▽
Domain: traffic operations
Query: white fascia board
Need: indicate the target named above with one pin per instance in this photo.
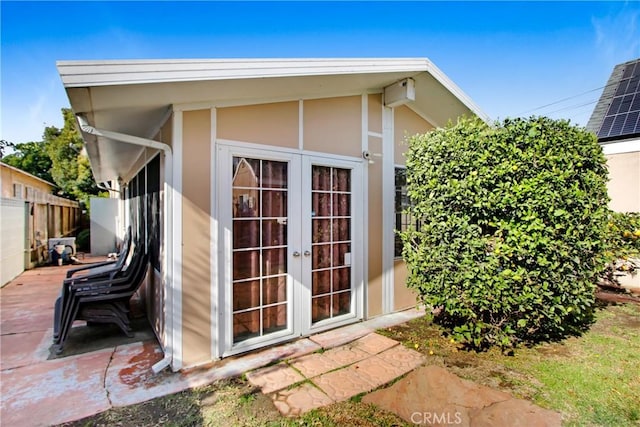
(621, 147)
(456, 91)
(121, 72)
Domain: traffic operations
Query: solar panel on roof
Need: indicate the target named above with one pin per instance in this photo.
(623, 115)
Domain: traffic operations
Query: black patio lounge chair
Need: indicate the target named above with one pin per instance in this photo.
(99, 301)
(104, 268)
(117, 270)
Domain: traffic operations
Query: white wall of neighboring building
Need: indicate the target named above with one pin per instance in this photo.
(104, 213)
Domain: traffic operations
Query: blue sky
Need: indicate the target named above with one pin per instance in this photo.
(510, 57)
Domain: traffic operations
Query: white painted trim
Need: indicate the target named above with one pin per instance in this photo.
(227, 152)
(109, 72)
(357, 235)
(388, 190)
(300, 124)
(365, 207)
(621, 147)
(175, 308)
(213, 247)
(454, 89)
(192, 106)
(257, 146)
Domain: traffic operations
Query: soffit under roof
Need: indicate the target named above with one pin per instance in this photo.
(133, 97)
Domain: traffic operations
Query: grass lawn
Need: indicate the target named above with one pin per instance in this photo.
(593, 380)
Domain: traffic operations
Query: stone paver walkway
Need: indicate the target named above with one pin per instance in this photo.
(330, 375)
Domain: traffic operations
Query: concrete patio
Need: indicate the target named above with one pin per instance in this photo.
(37, 387)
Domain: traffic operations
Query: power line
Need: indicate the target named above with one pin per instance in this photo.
(570, 107)
(563, 100)
(615, 83)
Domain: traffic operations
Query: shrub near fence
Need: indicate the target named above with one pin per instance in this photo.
(512, 222)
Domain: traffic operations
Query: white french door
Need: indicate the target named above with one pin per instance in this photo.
(292, 264)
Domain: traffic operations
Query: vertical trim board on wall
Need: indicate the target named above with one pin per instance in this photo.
(175, 316)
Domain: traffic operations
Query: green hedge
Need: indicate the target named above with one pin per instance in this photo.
(512, 219)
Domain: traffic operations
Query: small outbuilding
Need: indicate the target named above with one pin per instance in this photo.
(267, 190)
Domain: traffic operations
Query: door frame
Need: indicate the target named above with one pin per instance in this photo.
(299, 294)
(357, 250)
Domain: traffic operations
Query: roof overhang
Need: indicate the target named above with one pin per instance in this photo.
(134, 96)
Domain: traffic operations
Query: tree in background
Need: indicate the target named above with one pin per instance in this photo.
(511, 221)
(31, 157)
(59, 158)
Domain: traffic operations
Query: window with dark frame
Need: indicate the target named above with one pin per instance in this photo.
(402, 219)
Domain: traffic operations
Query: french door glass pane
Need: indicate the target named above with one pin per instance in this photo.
(259, 270)
(331, 242)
△
* What you are asked to do *
Transcribe the entries above verbatim, omitting their pictures.

* Completed task *
Domain: traffic operations
Query: white fascia board
Need: indicate the target named above with one pin per instance in this photo.
(621, 147)
(456, 91)
(121, 72)
Domain: traffic operations
Query: solar panel on roof
Need: indicate the target named above with one pin per instance in this photo.
(623, 115)
Domain: traffic operations
Query: black patio lounge chair
Need: indicate the target named above with one pin per instance in this photo.
(99, 301)
(104, 268)
(117, 270)
Domain: traffic operations
Query: white wall of neighboring building
Need: indicate the target named above with one pin per instance in this photo.
(104, 213)
Domain: traffic operations
Query: blue sky
Need: indicate the target named above with one pin per instance in this photo.
(510, 57)
Domain: traffic operations
Query: white painted trim
Need: indicate the target named above with one pin per instance in this photo.
(227, 152)
(109, 72)
(357, 235)
(388, 190)
(300, 124)
(365, 207)
(621, 147)
(175, 308)
(213, 247)
(454, 89)
(192, 106)
(257, 146)
Domain: traffic operations
Query: soffit under roof
Need: indicate the target named above with one pin per instance in this photo.
(133, 97)
Domain: traffic operations
Query: grass lawn
Need: indicate the target named above with one pin per instance in this photo.
(593, 380)
Domain: traffic operations
Query: stone paver walkway
Need: indicate the target named above with one pin per instance in this photo.
(330, 375)
Domain: traffic operations
Query: concrete patio
Need: indicate the target named above with one pin per instance in this photo.
(37, 387)
Domain: traffic operations
Query: power line
Need: indicate the target named above with one pin per instance in this photo.
(570, 107)
(563, 100)
(615, 83)
Domain: traffic operations
Query: shrub near fence
Need: indicate the target named above with one pin per instance in this photo.
(512, 222)
Domain: traffic operations
Query: white french door
Need: indicate the target named above with one pin per instance in this photo.
(292, 264)
Domain: traffic operations
Query: vertical trim board on wall
Need: indicate the target named above with one pin per instance in this photo.
(175, 316)
Domain: traffic operations
Query: green hedge
Need: indicate the target named above with one pin per instance in this photo.
(512, 219)
Domain: traffic operations
Query: small outbuilding
Need: indicate the target named above with one pin per instance in this photo.
(267, 190)
Domain: traffic operations
Query: door frame
Need: indicate the target named above with one pin per instance in this photo.
(299, 294)
(357, 250)
Domain: traffic operations
Query: roof overhang
Need: indicate the target named above with one pin per instance in this photo.
(134, 96)
Domain: traffic operations
Query: tree in background
Need: indicate the target named above with one pin per instance in this photo.
(511, 221)
(31, 157)
(59, 158)
Domain: traffic operations
Query: window with dark frame
Need: indicate the target named above with one pin per instance in this photo.
(402, 219)
Domain: traffic operations
Query: french door glass pane
Need: indicate the target named above with one pin per instance in this photo.
(259, 270)
(331, 242)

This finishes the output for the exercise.